* _Trecho do documento_
########################################
No dia 27 de setembro deste ano, um ciclone tropical, o Furacão Ian, atingiu a província cubana de Pinar del Río, na região oeste da ilha. Ventos sustentados de cerca de 200km por hora passaram por Cuba por mais de oito horas, derrubando árvores e linhas de transmissão de energia, e causando uma devastação não vista pelo país nos ciclones tropicais anteriores. O furacão então passou sobre as águas quentes do Golfo do México, captando energia antes de atingir a ilha norte-americana de Cayo Costa, na Flórida, com ventos de aproximadamente 250km por hora. A Organização Meteorológica Mundial (WMO) chamou o evento de “um dos piores furacões a atingir a área em um século.”
O Centro de Previsão Climática da Administração Nacional Oceânica e Atmosférica dos eua declarou que este ano será a “sétima temporada consecutiva de furacões acima da média”. Tanto Cuba quanto a Flórida enfrentaram a ira das águas e dos ventos, mas por baixo disso está a ferocidade da catástrofe climática. “A ciência climática está cada vez mais demonstrando que muitos dos eventos climáticos extremos que estamos experimentando se tornaram mais intensos e prováveis devido às mudanças climáticas induzidas pelo homem”, disse o secretário-geral da WMO, Petteri Taalas.
########################################
* _Dados fornecidos_
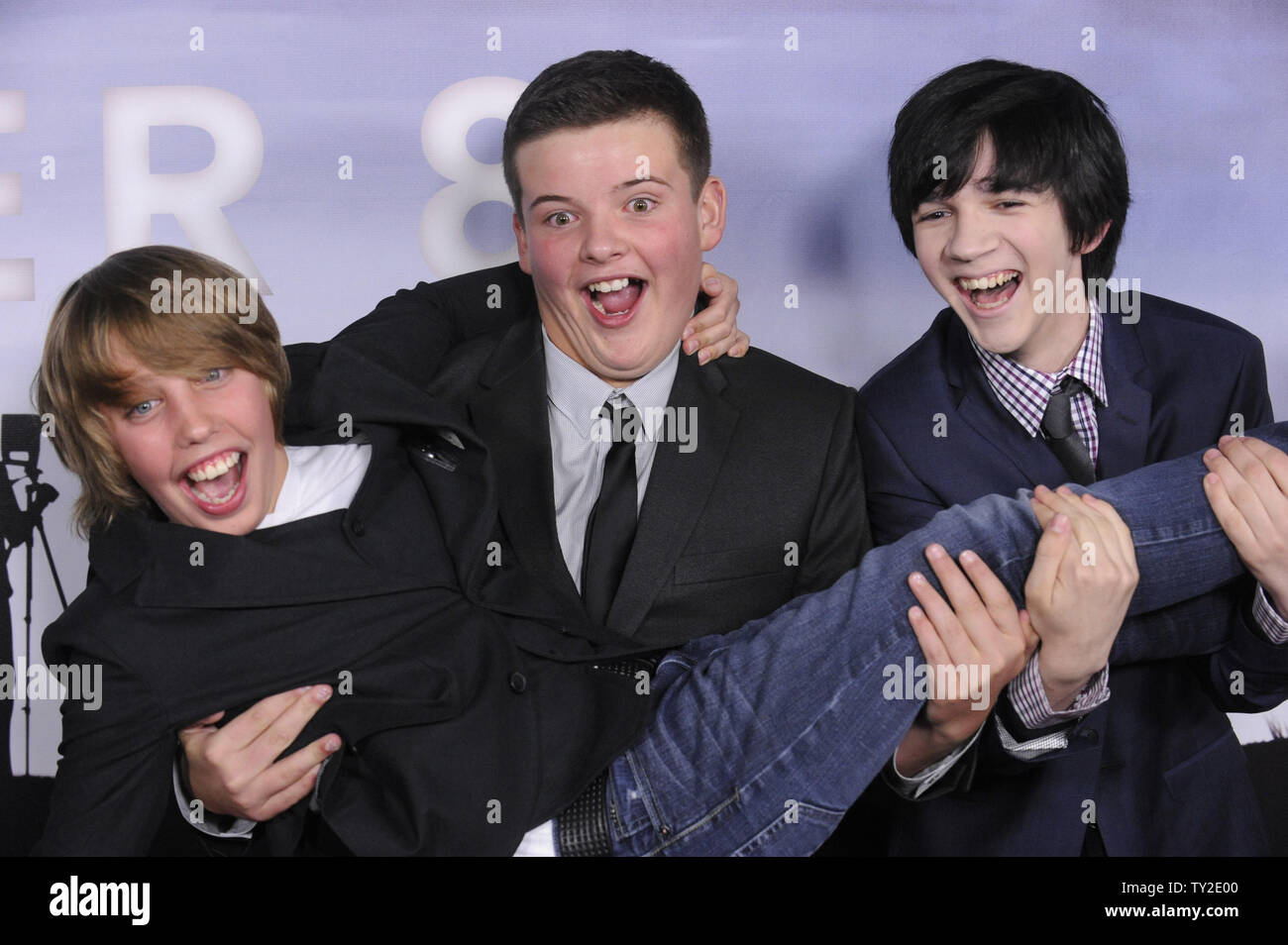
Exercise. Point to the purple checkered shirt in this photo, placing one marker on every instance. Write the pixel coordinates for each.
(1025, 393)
########################################
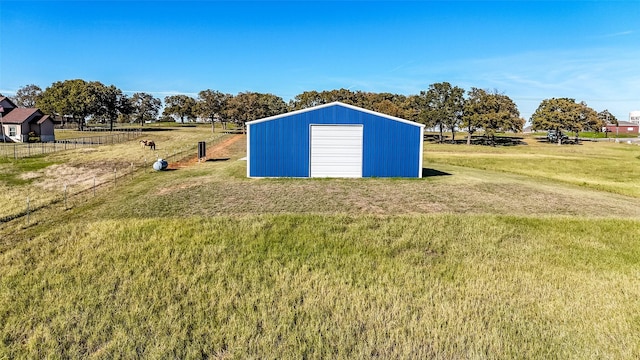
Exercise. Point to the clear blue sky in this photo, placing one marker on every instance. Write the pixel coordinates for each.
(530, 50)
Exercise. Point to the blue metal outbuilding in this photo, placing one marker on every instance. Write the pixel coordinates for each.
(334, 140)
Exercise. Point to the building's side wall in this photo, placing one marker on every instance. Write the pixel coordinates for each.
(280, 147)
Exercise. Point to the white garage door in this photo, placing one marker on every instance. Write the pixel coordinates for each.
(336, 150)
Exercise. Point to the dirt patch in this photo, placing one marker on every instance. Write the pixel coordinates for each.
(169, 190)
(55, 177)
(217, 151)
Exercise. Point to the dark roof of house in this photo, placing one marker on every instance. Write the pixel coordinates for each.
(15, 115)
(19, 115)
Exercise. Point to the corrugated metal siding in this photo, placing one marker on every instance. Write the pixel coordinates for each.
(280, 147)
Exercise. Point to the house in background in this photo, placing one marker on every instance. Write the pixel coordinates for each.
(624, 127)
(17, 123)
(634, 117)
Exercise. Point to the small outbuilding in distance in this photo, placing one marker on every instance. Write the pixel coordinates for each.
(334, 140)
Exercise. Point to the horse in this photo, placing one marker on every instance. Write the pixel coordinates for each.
########################################
* _Instruções_
1. Segundo o texto sobre o Furacão Ian, em que dia o furacão atingiu a província cubana de Pinar del Río?
2. Dê continuidade ao texto sobre o Furacão Ian a partir da última frase apresentada.

* _Respostas por tarefa_
1. No dia 27 de setembro.

2.
Preparação e alívio
Cuba, de acordo com a WMO, é um dos “líderes mundiais em termos de preparação para furacões e gestão de desastres.” Mas não foi sempre assim. Em 4 de outubro de 1963, o Furacão Flora atingiu a costa leste da ilha. Quando as notícias de que um furacão se aproximava chegaram aos ouvidos de Fidel Castro, ele ordenou a evacuação imediata das casas daqueles que moravam no caminho projetado da tempestade (no Haiti, o ex-ditador François Duvalier não ordenou a evacuação, o que resultou na morte de mais de 5 mil pessoas). Castro correu para Camagüey, quase morrendo no rio Cauto quando seu carro anfíbio foi atingido por um tronco à deriva. Dois anos depois, em seu livro O socialismo e o homem em Cuba, Che Guevara escreveu que o povo cubano deu mostra de “feitos excepcionais de valor e sacrifício” na reconstrução do país após a devastação do Flora.
Em 1966, o governo cubano criou o Sistema de Defesa Civil para se preparar não só para eventos climáticos extremos como furacões, mas também para responder a surtos de epidemias. Usando a ciência como o fundamento de sua preparação para os furacões, o governo cubano foi capaz de evacuar 2 milhões de pessoas quando o Furacão Ivan chegou à ilha, em 2004. Uma das medidas da gestão de desastres é a participação de toda a população cubana em treinos, enquanto as organizações de massa, como a Federação de Mulheres Cubanas ou os Comitês de Defesa da Revolução, trabalham de forma integrada para mobilizar a população na resposta aos desastres.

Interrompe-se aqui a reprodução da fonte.